**TEXTE FOURNI**
----------

Il y a quelques années, le prix Nobel Mario Vargas Llosa nous confiait dans ces mêmes locaux qu’il avait appris la littérature latino-américaine ici, à Paris, la Ville Lumière, qui a toujours accueilli des intellectuels et des écrivains de toute l’Amérique latine.  C’est la raison pour laquelle Marcelo Gómez, d’origine colombienne, présente depuis des années au public français, au-delà des clichés, les temps forts de l’actualité en Amérique latine à travers le magazine El Café Latino ; Et aussi pour nous parler de cette publication gratuite, bimestrielle et sans but lucratif, Marcelo Gómez, son directeur, a accepté notre invitation. Bonjour, Marcelo.

Bonjour, Jordi, c’est un plaisir d’être ici dans ce studio de Radio France Internationale.

Tout le plaisir est pour nous. Laissez-moi expliquer à nos auditeurs que vous êtes né dans la ville de Pereira en Colombie, dont on me dit que c’est la région où le café est roi, n’est-ce pas ?

Exactement, j’ai grandi là-bas jusqu’à l’âge de 12 ans, dans un paysage naturel et tropical, avec ma famille, et maintenant je suis, ici, en France depuis plus de vingt ans.

Pas étonnant que vous ayez amené le Café Latino ici à Paris, non ?

Oui, eh bien, l’idée est née précisément du café cultivé en Amérique latine, mais aussi du café que l’on trouve dans la ville de Paris, avec ses terrasses où se tiennent des débats, des conversations pour changer le monde, pour raconter des ragots, et de là est née l’idée d’unir l’Amérique latine et l’Europe dans un seul moyen de communication, qui est le magazine Café Latino.

Comme vous me le disiez, vous avez vécu en Colombie jusqu’à l’âge de 12 ans. Qu’est-ce qui a poussé votre famille à quitter la Colombie pour venir s’installer ici en France ?

L’idée a toujours été celle de mon père. Il a étudié le français au Lycée Français de Bogota et avait toujours rêver de venir en France. Il a donc pu le réaliser quand j’avais douze ans et toute la famille l’a suivi dans l’avion et avec des valises.

Comment avez-vous vécu ce changement de pays, de langue, notamment à l’école secondaire, à l’âge de 12 ans, lorsque vous entrez dans des classes où vous ne parlez pas beaucoup le français, j’imagine ?

----------

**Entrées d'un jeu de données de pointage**
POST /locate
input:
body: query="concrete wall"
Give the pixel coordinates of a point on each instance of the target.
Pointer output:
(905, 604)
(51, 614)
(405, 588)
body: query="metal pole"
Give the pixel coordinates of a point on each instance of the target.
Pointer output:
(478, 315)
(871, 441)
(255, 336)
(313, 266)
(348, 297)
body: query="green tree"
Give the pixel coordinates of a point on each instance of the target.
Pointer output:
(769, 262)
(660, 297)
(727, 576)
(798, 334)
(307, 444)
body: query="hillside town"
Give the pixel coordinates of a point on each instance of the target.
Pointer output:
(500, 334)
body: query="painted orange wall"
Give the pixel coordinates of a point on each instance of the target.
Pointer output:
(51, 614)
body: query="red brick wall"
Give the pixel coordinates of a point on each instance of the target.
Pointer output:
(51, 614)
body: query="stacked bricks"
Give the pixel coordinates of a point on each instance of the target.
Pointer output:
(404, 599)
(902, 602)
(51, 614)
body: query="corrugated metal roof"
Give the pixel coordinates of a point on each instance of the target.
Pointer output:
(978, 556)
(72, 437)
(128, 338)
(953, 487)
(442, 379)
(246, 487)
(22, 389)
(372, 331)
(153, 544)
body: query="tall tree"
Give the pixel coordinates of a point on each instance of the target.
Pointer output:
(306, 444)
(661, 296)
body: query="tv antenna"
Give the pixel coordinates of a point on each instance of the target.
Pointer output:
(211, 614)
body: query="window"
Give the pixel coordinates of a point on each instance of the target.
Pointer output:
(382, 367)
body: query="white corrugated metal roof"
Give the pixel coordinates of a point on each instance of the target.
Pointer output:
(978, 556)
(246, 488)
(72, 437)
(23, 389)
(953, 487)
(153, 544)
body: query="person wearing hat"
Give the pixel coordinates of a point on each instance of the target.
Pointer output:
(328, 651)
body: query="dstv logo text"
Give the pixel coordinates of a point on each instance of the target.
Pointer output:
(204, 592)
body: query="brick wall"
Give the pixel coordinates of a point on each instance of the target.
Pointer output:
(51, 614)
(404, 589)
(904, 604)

----------

**SÉRIE DE CONSIGNES**
1 > Répondez à ces questions sur l'entretien :
(a) Dans quelle ville de Colombie Marcelo Gómez est-il né ?
(b) Depuis combien de temps vit-il en France ?
(c) Où son père a-t-il étudié le français ?
2 > Comptez les lignes des données qui contiennent la chaîne « corrugated », en respectant la casse, et donnez seulement ce nombre.

**RÉPONSES AUX CONSIGNES**
1 >
(a) À Pereira.
(b) Depuis plus de vingt ans.
(c) Au Lycée Français de Bogota.

2 > 2